→ **How to complete this task**: Return exactly the lines that run from the one with "the black knee" to the last line of the entries below, both included, and nothing else.

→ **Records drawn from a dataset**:

────────────────────

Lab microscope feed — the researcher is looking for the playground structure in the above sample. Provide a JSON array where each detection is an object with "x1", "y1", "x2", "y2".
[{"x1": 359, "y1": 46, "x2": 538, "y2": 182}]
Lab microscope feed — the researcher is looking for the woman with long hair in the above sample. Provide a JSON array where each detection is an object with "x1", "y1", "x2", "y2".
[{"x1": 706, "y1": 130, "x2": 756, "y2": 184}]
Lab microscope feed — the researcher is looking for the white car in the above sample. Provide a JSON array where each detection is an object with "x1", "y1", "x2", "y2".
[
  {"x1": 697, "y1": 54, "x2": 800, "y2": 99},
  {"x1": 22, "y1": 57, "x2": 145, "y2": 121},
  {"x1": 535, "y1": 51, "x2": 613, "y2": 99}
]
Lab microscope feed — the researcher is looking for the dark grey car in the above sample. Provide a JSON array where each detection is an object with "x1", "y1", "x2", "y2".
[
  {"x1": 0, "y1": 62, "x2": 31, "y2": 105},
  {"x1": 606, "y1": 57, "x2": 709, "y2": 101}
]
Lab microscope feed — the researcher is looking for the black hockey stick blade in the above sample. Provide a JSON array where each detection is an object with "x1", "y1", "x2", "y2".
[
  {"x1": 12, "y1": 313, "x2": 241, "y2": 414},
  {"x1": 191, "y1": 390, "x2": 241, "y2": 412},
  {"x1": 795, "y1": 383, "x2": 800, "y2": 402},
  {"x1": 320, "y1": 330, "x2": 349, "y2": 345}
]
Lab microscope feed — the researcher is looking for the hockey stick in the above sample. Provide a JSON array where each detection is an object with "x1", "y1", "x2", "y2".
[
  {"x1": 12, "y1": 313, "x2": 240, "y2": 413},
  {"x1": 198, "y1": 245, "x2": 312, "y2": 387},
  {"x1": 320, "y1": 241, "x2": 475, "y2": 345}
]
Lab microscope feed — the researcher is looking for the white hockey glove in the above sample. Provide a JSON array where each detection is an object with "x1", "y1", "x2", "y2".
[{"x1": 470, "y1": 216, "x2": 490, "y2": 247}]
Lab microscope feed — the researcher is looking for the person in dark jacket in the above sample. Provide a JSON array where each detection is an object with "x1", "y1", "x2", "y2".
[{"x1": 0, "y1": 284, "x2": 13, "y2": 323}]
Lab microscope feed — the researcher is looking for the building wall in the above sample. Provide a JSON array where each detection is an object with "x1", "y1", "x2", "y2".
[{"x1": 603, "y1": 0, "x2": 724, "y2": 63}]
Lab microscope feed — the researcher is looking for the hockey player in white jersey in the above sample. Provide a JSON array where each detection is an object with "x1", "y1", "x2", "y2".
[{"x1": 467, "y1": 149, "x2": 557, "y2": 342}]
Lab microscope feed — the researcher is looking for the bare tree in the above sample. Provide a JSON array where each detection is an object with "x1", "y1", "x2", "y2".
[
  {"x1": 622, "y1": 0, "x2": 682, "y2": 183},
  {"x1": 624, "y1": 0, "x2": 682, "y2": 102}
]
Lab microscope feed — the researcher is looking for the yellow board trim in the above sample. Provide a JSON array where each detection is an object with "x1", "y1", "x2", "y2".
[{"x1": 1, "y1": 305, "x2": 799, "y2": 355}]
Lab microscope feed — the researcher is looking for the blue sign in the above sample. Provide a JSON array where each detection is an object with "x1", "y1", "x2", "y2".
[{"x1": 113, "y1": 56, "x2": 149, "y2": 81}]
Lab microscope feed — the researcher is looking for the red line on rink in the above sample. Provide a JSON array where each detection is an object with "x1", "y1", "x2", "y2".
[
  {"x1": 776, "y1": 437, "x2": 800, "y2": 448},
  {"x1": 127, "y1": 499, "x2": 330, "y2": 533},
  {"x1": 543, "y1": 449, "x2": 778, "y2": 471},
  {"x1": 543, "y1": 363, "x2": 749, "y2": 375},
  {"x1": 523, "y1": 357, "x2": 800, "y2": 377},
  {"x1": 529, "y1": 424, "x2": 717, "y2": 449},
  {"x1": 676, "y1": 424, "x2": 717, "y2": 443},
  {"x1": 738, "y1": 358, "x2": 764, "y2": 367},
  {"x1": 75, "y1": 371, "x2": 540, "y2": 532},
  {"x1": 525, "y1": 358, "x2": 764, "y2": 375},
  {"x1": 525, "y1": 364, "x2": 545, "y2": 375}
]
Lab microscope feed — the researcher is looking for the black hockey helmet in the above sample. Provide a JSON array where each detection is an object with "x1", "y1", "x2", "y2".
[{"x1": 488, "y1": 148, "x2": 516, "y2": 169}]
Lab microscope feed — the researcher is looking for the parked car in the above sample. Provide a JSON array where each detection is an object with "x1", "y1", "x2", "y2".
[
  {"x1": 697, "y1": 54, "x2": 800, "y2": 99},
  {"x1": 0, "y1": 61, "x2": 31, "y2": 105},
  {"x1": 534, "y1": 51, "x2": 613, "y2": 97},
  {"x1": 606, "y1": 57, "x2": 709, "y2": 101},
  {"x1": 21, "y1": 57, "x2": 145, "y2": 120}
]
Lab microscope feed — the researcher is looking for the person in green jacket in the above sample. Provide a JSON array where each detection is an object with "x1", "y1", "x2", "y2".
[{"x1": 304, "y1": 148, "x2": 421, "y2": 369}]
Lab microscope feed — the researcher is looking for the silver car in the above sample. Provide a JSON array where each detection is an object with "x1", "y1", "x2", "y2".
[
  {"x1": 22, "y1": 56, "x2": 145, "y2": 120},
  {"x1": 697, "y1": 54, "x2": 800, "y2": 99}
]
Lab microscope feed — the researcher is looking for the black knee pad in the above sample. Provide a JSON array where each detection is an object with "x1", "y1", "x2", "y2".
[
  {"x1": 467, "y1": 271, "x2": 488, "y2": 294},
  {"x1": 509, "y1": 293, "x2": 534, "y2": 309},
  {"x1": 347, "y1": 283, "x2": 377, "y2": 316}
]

────────────────────

→ **Solution**:
Lab microscope feed — the researcher is looking for the black knee pad in the above sample. Provide a JSON array where each detection is an object with "x1", "y1", "x2", "y2".
[
  {"x1": 467, "y1": 271, "x2": 488, "y2": 294},
  {"x1": 509, "y1": 293, "x2": 534, "y2": 309},
  {"x1": 347, "y1": 283, "x2": 377, "y2": 316}
]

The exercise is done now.